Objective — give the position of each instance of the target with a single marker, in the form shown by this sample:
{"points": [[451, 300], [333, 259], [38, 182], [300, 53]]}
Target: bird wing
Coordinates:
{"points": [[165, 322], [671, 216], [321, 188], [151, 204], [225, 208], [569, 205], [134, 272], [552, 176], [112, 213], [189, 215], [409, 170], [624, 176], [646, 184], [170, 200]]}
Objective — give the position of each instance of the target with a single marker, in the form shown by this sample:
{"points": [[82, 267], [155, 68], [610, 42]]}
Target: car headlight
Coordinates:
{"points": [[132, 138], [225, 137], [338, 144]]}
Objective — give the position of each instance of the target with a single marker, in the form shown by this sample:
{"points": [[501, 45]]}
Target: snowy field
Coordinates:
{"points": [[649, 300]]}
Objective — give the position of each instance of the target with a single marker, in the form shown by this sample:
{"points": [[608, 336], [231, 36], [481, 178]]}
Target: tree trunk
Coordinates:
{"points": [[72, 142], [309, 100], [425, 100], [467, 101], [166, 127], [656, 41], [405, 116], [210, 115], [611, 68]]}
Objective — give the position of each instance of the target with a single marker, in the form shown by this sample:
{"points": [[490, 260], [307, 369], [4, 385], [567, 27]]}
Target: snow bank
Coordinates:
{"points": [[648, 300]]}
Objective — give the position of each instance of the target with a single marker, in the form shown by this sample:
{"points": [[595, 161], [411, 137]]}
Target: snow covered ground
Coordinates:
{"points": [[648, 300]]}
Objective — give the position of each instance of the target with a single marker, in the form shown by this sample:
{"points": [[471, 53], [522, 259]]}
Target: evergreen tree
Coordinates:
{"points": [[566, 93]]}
--
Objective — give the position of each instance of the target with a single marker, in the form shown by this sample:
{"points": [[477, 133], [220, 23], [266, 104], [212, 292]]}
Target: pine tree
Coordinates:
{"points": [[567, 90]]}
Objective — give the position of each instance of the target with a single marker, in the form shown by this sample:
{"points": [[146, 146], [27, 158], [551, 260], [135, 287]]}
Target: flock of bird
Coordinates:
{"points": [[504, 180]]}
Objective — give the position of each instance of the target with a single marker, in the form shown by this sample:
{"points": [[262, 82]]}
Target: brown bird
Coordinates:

## Exercise prompt
Show each line of the data above that contains the word "tree", copied in full.

## Reply
Target: tree trunk
Target: evergreen tree
Target: pine tree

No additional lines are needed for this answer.